#### Lesetext
ALISON JEAN LESTER: „LILLIAN, DAS LEBEN UND DIE MÄNNER“


Als selbstbewusste unabhängige Frau in Beruf und Privatleben klarzukommen, war in den 50er und 60er Jahren nicht unbedingt leicht und in den gesellschaftlichen Standards nicht so recht vorgesehen. Das galt natürlich auch für die 1933 geborene Farmerstochter Lillian aus dem ländlichen Missouri.
Mit nun 57 Jahren blickt sie zurück, mit einer Spur Wehmut aber ohne jeden Zorn. Zum Auftakt dieser Erinnerungen erwacht die immer noch mondäne und sehr lebensbejahende Dame an der Seite eines neuen Liebhabers und erzählt davon unter dem Titel „Lillian, das Leben und die Männer“. Leider werden Titel wie Cover dem tatsächlichen Inhalt dieses intelligenten Romans von Alison Jean Lester wenig gerecht.
########
§ **Übungsaufgaben**
(a) Gib den Abschnitt aus dem Lesetext wörtlich wieder, beginnend bei „ALISON JEAN LESTER: „LILLIAN, DAS“ und endend bei „dem ländlichen Missouri.“.
(b) Aus welcher Gegend stammt die Farmerstochter Lillian laut dem Lesetext?
(c) Schreibe den Lesetext über den Roman „Lillian, das Leben und die Männer“ im Anschluss an seinen letzten Satz weiter.
#### Bereitgestelltes Material
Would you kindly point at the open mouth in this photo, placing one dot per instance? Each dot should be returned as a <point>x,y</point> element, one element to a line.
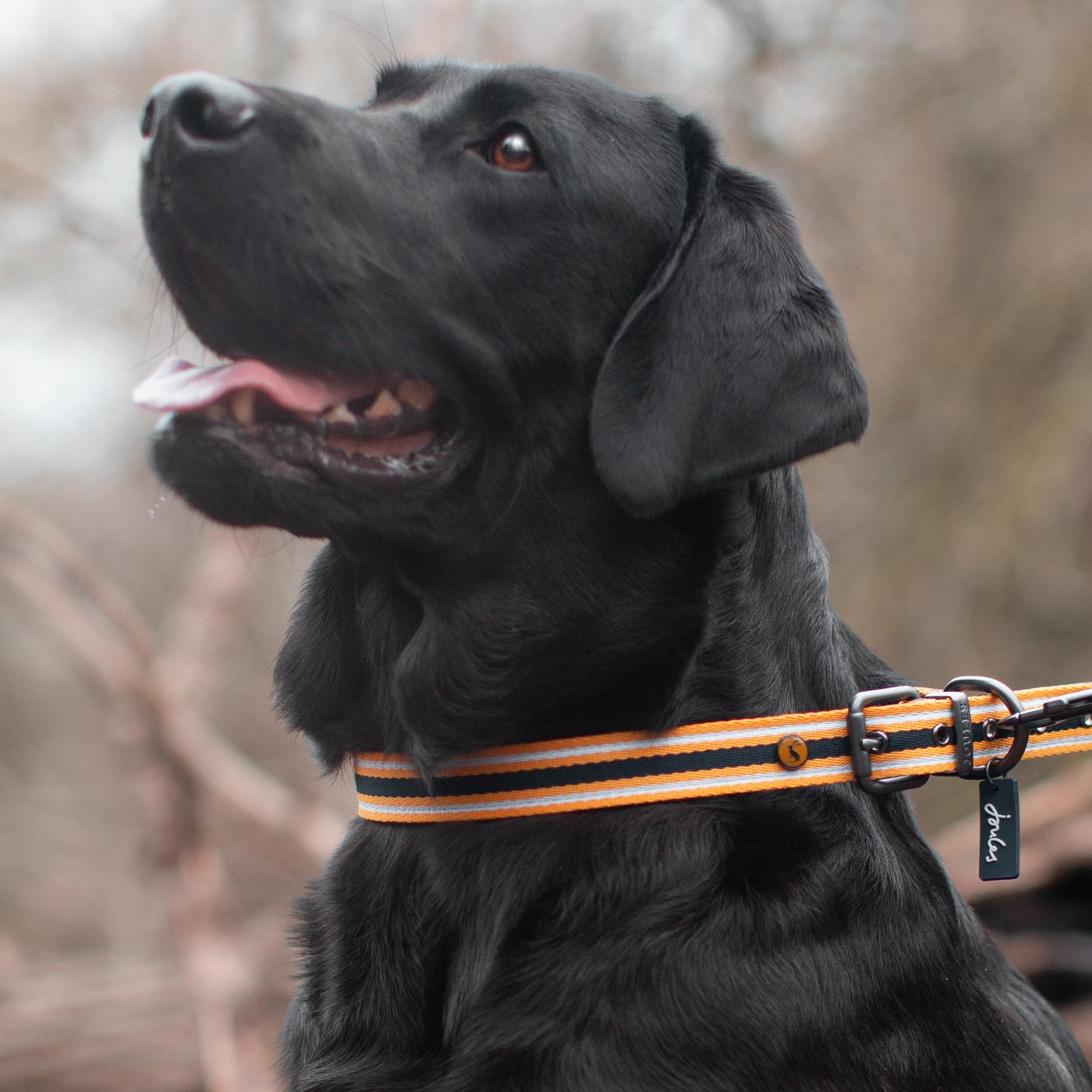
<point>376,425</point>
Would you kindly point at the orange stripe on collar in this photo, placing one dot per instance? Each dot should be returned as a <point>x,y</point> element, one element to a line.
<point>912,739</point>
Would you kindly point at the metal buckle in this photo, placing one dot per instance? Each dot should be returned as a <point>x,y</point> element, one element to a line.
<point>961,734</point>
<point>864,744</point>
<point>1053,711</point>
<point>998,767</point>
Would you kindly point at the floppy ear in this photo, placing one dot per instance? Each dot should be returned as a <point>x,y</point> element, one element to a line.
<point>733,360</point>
########
§ **Lösungen**
(a)
ALISON JEAN LESTER: „LILLIAN, DAS LEBEN UND DIE MÄNNER“


Als selbstbewusste unabhängige Frau in Beruf und Privatleben klarzukommen, war in den 50er und 60er Jahren nicht unbedingt leicht und in den gesellschaftlichen Standards nicht so recht vorgesehen. Das galt natürlich auch für die 1933 geborene Farmerstochter Lillian aus dem ländlichen Missouri.

(b) Lillian stammt aus dem ländlichen Missouri.

(c)
Ich-Erzählerin Lillian berichtet in eben dem eleganten Stil, den man von einer international erfahrenen Journalistin erwarten darf. Ebenso temperamentvoll wie eigenesinnig lässt sie als Studentin auf Lehramt den Eheanwärter aus besseren Kreisen lieber sausen, als sich den allgemeinen konservativen Zwängen unterzuordnen. Stattdessen nutzt sie eine Chance, um in Europa als Redakteurin zu arbeiten.
Die attraktive junge Frau lernt, sich mit Charme und Durchsetzungsvermögen durchzusetzen, wobei sie Männer, mit denen sie Affären hat, auf zweierlei Weise zu nutzen weiß: sie lernt von ihnen und sie versteht es, sich jeweils im richtigen Augenblick von ihnen zu trennen. Ohnehin kommen nur gutaussehende, intelligente und interessante Männer in Frage.
Sie genießt Sinnlichkeit und Abenteuer, allerdings denkt sie mit gewisser Sehnsucht und Melancholie an ihren früheren Chef Ted zurück. Der verheiratete Mann war ihre ganz große Liebe, so groß, dass sie für ihn sogar ihre Unabhängigkeit aufgegeben hätte. Doch es hatte nicht sollen sein, gleichwohl bereut sie nichts, so schwierig der Spagat zwischen Liebe und Freiheit zuweilen auch geriet.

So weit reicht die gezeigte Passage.